** Start **

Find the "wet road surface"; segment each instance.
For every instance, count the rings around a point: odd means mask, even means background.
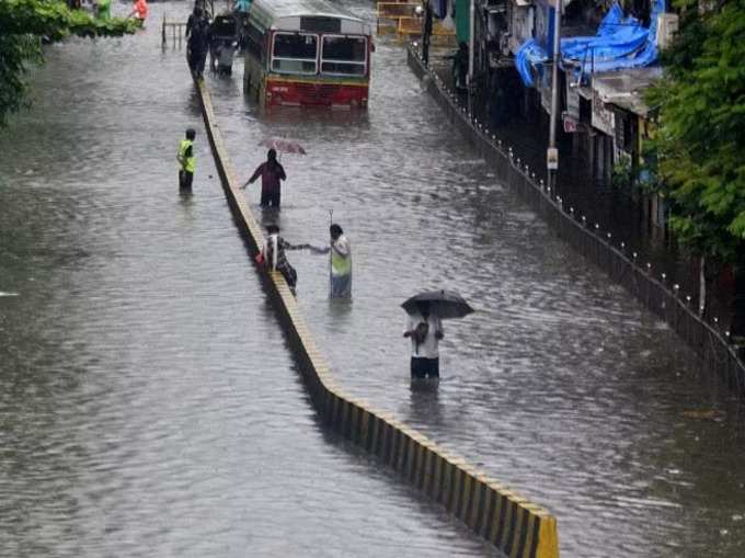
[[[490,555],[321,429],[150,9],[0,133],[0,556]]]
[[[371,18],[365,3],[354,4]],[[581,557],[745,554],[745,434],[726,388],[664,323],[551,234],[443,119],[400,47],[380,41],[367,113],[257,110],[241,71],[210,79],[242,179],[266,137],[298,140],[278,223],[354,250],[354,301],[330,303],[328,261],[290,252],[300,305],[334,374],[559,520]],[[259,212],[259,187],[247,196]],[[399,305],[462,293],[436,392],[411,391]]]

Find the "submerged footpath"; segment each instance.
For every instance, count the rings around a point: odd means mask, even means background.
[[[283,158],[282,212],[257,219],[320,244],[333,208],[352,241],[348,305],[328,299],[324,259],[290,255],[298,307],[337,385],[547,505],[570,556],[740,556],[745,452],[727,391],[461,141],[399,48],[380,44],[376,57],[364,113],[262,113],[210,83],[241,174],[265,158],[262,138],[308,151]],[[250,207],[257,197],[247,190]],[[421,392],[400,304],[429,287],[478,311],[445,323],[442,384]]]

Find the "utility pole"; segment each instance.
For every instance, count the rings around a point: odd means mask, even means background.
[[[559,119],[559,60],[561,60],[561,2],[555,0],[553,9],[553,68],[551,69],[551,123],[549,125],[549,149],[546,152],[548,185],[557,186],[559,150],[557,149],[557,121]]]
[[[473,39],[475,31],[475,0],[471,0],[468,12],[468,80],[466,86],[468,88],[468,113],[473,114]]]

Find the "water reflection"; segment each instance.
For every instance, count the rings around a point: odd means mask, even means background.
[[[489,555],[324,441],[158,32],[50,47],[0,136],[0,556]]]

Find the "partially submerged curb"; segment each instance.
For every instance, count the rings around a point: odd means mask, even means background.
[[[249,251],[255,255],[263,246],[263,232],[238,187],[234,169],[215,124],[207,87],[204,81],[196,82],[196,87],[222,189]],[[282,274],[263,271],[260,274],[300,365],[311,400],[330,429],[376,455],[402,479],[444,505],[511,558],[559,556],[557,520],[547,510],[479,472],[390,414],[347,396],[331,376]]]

** End **

* **Objective**
Starting from the beginning of the items and stopping after the line that contains "[[[489,555],[324,441],[158,32],[50,47],[0,136],[0,556]]]", write every line out again, requests included, with each polygon coordinate in the answers multiplied by 0.85 and rounded to a whole number, halves rounded up. Leave the pictures out.

* **Correct response**
Find the "wet road surface"; segment each instance.
For every instance, count the rings around a point: odd means mask, even means background.
[[[417,472],[273,365],[128,8],[0,113],[0,473]]]
[[[315,15],[310,3],[301,3]],[[494,473],[633,471],[633,369],[617,330],[564,275],[468,199],[377,101],[340,40],[323,35],[312,96],[218,94],[205,60],[179,67],[206,152],[226,116],[253,119],[236,190],[301,213],[301,256],[281,258],[279,222],[247,214],[255,259],[284,318],[475,442]],[[220,180],[220,159],[210,167]],[[339,259],[393,249],[371,333],[349,332]]]

Find the "submerged footpath"; segment each instance.
For every instance, count the rings around a point: odd means mask, even means background.
[[[241,134],[240,180],[218,186],[272,207],[283,177],[299,205],[296,259],[279,254],[275,220],[247,217],[253,261],[286,327],[465,429],[485,473],[629,473],[633,384],[618,332],[392,120],[339,41],[323,37],[320,48],[309,96],[223,96],[179,71],[205,148],[225,134],[223,117],[262,128]],[[213,176],[218,167],[210,162]],[[358,333],[340,258],[365,244],[406,264],[378,275],[376,326]]]

Find the "utility pole"; segment each instance.
For every instance, count the rings around a point: odd means mask, even means background.
[[[475,101],[475,51],[477,51],[477,2],[472,0],[470,8],[470,58],[468,59],[468,105],[467,106],[467,127],[464,129],[466,157],[473,158],[475,128],[473,127],[473,103]]]
[[[402,33],[404,26],[404,0],[400,0],[398,10],[398,68],[396,73],[398,75],[398,96],[402,97]]]

Find the "water reflection"; segment each instance.
For every instance, count the rings around a point: odd means mask, even means background.
[[[416,472],[275,375],[134,27],[43,40],[0,116],[0,473]]]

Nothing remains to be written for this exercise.